:: Extract ::
Finding the grave of a Peninsular War Veteran - Major Richard Woods

Over the past few years I have been researching Birr’s forgotten cemetery, which over time has garnered the unflattering name Bully’s Acre. All previous known memorials have been carefully recorded, with several previous unrecorded memorials uncovered. However, one grave has eluded recording, a burial plot surrounded by iron railings, and covered by decades of ivy and moss growth.


Recently, in an effort to ensure completeness of the cemetery survey, and with the use of ladders and snippers, this long ignored grave site was finally cleared. The decades of muck and dirt carefully washed away thus revealing via the inscription that the burial site belonged to Major Richard John Woods, of the 8th Royal Veteran Battalion, and his wife and children.


Headstone of the Woods children in St Brendan's graveyard Birr

To my delight, I had previously researched Major Woods, and I had wondered where his final resting place might be and if it would even be marked. While recorded the memorials of old St Brendan’s graveyard in Birr town, I had come across a memorial he had erected to two of his children, Eleanor who died on 1 January 1822, aged 18 months, and Jonathan who died on 29 April 1822, aged 7 years.


In the usual fashion of this blog, we’ll explore Richard’s life and military service. Born around 1786. Richard was commissioned in the 7th Garrison Battalion as an Ensign on 2 December 1806. He was subsequently transferred to the 3rd Regiment of Foot on 18 August 1807. He was further promoted to Lieutenant on 20 November 1809.


During the Peninsular War Lieutenant Woods was present at the battles of Talavera, Busaco and Albuhera. At the latter battle he had part of his right leg blown off along with part of his nose and cheek. For his wounds he received a military pension of £70 per year, which later increaded to £100 per year. Later in 1847 he received the retrospective campaign medal, the Military General Service Medal with the clasps Talavera, Busaco and Albuhera.


Despite his serious injuries, Woods remained in the army and was promoted to Captain of the 5th West India Regiment on 13 August 1812, and then transferred to the 2nd Royal Veteran Battalion, that October. He was later appointed to the 8th Royal Veteran Battalion, until he was placed on the retired list on 25 June 1816.
:::
:: Dataset content ::
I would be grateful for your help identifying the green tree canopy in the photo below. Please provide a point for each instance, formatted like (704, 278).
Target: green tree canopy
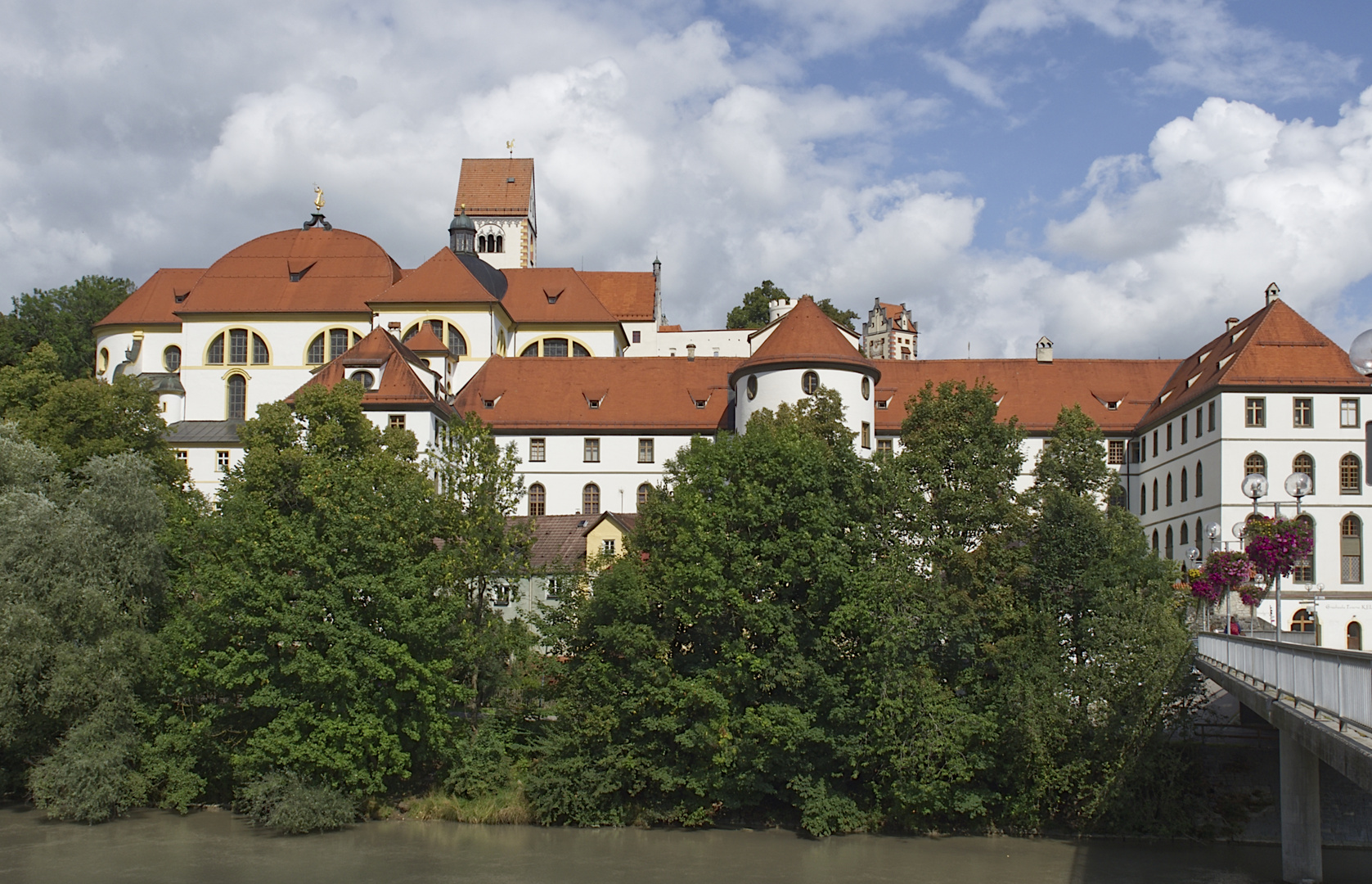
(63, 318)
(753, 312)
:::
Exercise details
In the text about Major Richard Woods, on what date was Woods placed on the retired list? The data has no connection to the text about Major Richard Woods.

Result of this exercise
25 June 1816.